[EXCERPTED PASSAGE]

◇ ◇ ◇ ◇

The lodge, as I came to know it, was a gathering place for a few local tribes of werewolves. By then I was pretty convinced that I wasn't dreaming. They welcomed me rather passively, inviting me to stay a while and hear some things I ought to hear. After that, they said, I could bolt all I wanted and no one would follow me. However, they promised, if I ever were the cause of a nother scened like that at the bank, they would come for me; Only it would not be a scouting party that I would meet, but a warband.
I listened to their histories, their tales and their myths. I saw them change easily and gracefully between forms. I watched their rituals and dances and offerings to their totems.
But I could not forget the screams or the taste of first-blood; I could not forget how much I enjoyed it. What was I, what am I, that such things could give me pleasure? I could not dream of holding my children in my claws or tasting my wife through fangs. The curious man named Casey urged me to stay, arguing that nothing could make me human, for I never was one.
After all the words were said, I went back to the city, but I never came home. I begged in the streets and slept on cots, or in alleys. Several times I came close to changing forms, but fled before it happened.

◇ ◇ ◇ ◇

[Stored data]
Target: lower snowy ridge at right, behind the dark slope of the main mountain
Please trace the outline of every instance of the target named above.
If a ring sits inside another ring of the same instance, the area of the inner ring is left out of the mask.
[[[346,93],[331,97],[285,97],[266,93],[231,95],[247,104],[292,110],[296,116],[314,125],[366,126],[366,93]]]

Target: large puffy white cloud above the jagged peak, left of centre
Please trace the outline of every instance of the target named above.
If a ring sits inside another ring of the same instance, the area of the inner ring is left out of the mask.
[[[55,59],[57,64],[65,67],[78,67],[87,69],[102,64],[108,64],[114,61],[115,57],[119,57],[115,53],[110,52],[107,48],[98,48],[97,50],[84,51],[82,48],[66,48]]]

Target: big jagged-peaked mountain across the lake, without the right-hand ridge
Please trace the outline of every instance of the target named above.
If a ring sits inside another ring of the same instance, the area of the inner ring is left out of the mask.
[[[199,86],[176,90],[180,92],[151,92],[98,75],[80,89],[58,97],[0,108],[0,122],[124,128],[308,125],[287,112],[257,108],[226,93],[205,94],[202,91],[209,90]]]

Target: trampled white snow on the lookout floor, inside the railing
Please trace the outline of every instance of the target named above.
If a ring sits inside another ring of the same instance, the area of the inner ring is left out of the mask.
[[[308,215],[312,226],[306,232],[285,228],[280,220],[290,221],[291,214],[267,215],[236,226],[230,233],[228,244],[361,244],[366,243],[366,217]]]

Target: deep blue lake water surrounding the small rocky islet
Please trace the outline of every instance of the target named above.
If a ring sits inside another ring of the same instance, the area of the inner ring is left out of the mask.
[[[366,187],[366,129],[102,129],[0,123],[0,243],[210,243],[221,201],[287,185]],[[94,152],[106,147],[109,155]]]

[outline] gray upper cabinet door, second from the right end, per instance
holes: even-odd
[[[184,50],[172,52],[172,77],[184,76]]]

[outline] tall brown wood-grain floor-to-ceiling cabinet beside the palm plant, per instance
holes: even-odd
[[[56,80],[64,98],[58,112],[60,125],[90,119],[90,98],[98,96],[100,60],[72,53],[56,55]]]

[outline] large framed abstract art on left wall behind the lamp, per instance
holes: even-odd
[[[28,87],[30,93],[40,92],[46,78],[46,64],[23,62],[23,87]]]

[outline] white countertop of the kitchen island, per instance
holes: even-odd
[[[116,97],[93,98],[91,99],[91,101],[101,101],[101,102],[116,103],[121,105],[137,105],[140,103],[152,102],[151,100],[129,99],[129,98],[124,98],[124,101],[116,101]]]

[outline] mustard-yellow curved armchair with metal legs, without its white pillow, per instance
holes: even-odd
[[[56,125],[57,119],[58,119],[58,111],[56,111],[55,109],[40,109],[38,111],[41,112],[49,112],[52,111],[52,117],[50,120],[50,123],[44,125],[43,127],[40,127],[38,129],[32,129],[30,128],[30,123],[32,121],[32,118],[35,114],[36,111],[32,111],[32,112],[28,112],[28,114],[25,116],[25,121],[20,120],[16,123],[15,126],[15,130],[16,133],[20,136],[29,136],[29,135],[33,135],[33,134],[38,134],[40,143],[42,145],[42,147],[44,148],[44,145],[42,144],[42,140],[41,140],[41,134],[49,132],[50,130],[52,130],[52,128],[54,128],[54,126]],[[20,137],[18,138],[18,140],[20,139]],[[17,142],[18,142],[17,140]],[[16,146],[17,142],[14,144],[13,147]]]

◇ ◇ ◇ ◇

[EXPLORE THE MATERIAL]
1. In the werewolf lodge story, what argument did the man named Casey use to urge the narrator to stay?
2. Write the next part of the werewolf lodge story, starting after its last sentence.
These records were taken from a separate source.

[ANSWERS FOR THE EXERCISE]
1. He argued that nothing could make the narrator human, because the narrator never was one.

2.
Casey came to me on occasion, urging me to open my eyes and see all the sides of the issue. In the end he convinced me that I would only be a monster until I learned to control my instincts and impulses. He convinced me that a man separates himself from beast only by his will to do so. And he said, I could never do any of that until I knew the difference.
I couldn't deny her truths, but I couldn't go back either. It would be too much at once for this simple city boy. If I had to understand, then I would have to start small, work my way up to the real deal. I decided that I had lived like a beast in man's flesh too long, that to understand the wolf-man, I had to understand the wolf.
A year I've lived like an animal, working my eay through the rigors of pack life. It hasn't been easy, but over time, I've grown to accept some of what I am. I am a force of nature, like the wolf, but I can protect the herd as well as take from it what I need.
So when the invitation came to join a real pack of kin, I couldn't resist. I am not ready yet to face the beast inside me, but perhaps i can throw it at the real monsters and at least give it a good purpose.
Besides, it would feel good to be back on my own two feet again, you know?
Name: Andon Torrence
Tribe: None (Ghost Wolf)
Auspice: Elodoth
Virtue: Justice
Vice: Wrath
Height: 6'1" Weight: 180lbs
Hair: Thick dreadlocks tied with black elastic
Eyes: a soft brown
Description:
Andon has the look of a traveling man; restless tourist eyes, wirey athletic frame, dark sun-drenched flesh. His face seems like it misses smiles. He hides beneath hood and jacket whenever he can, and when it is impractical to do so, he keeps his gaze low, avoiding eye contact.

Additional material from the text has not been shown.